▶ **Exercise directions**: Could you set out the data from the line with "task: trace the outline of every instance of the postcard" up to and including the line with "[[[255,162],[253,0],[2,1],[2,162]]]" as a Markdown table with the columns Row and Line, one line per row, skipping blank lines and leaving out any pictures?

--- START Given data ---

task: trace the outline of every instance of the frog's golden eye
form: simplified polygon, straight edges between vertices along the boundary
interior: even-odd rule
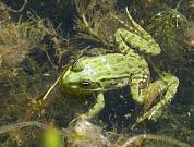
[[[83,87],[88,87],[88,86],[90,86],[92,85],[92,83],[89,82],[89,81],[82,81],[82,83],[81,83],[81,85],[83,86]]]
[[[72,64],[72,68],[75,68],[77,64],[78,64],[78,60],[76,60],[75,62],[73,62],[73,64]]]

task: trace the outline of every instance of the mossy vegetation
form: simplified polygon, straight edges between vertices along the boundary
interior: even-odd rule
[[[74,59],[82,54],[97,56],[117,51],[114,32],[119,27],[131,29],[125,15],[128,7],[135,21],[151,34],[162,49],[161,54],[149,63],[151,78],[157,78],[156,71],[151,68],[154,63],[157,69],[178,76],[180,87],[165,115],[157,122],[144,122],[136,131],[128,128],[128,124],[137,113],[136,108],[131,110],[131,101],[125,98],[129,96],[108,93],[108,97],[112,99],[107,99],[106,105],[112,107],[107,107],[99,118],[94,120],[94,128],[98,130],[95,133],[99,136],[106,134],[108,146],[124,147],[129,143],[131,145],[132,139],[135,140],[132,142],[135,146],[147,147],[172,147],[177,143],[194,145],[192,0],[182,0],[180,3],[175,0],[23,2],[0,1],[0,133],[8,124],[33,120],[45,125],[52,124],[70,136],[74,134],[72,125],[68,127],[69,122],[76,113],[82,113],[90,107],[93,98],[71,98],[61,91],[59,83],[46,100],[43,100],[43,96],[60,77],[64,66]],[[120,105],[121,107],[114,107]],[[130,110],[123,110],[126,107],[131,107]],[[132,117],[128,119],[129,115]],[[44,127],[36,124],[39,123],[29,123],[25,127],[17,125],[20,127],[14,126],[13,130],[1,133],[0,146],[40,146]],[[38,127],[33,127],[34,125]],[[68,127],[69,132],[63,132],[62,127]],[[144,138],[133,135],[136,132],[147,132],[156,136],[147,135]],[[93,131],[89,133],[95,134]],[[89,133],[88,135],[92,135]],[[167,143],[163,135],[173,138]],[[74,139],[81,139],[77,134],[75,136],[77,138]],[[73,146],[72,138],[69,142],[71,143],[61,144]]]

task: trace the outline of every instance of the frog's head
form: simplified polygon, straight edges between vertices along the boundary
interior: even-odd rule
[[[80,95],[102,90],[100,83],[95,82],[95,68],[89,58],[81,58],[70,65],[62,76],[62,88],[66,93]]]

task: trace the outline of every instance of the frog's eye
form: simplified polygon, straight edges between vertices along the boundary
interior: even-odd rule
[[[90,86],[92,84],[90,84],[89,81],[83,81],[83,82],[81,83],[81,85],[82,85],[83,87],[88,87],[88,86]]]
[[[78,60],[76,60],[75,62],[73,62],[73,65],[72,65],[72,68],[75,68],[77,64],[78,64]]]

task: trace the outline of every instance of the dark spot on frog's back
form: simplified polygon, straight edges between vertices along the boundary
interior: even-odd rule
[[[119,69],[117,66],[113,68],[113,71],[119,71]]]
[[[123,58],[123,57],[118,57],[116,60],[117,60],[117,62],[119,63],[119,62],[123,61],[124,58]]]

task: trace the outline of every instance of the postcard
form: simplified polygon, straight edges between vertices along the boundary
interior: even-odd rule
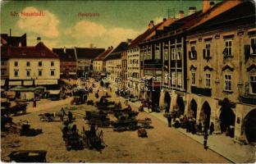
[[[255,162],[253,0],[2,1],[2,162]]]

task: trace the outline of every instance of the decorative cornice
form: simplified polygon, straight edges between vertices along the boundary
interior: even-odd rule
[[[212,71],[213,70],[213,68],[212,68],[212,67],[209,66],[206,66],[203,67],[203,71],[207,71],[207,70]]]

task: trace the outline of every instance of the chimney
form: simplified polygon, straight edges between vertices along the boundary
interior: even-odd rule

--- END Given data ---

▶ **Written answer**:
| Row | Line |
|---|---|
| 1 | task: trace the outline of every instance of the postcard |
| 2 | form: simplified polygon, straight edges between vertices along the boundary |
| 3 | interior: even-odd rule |
| 4 | [[[255,162],[253,0],[2,1],[2,162]]] |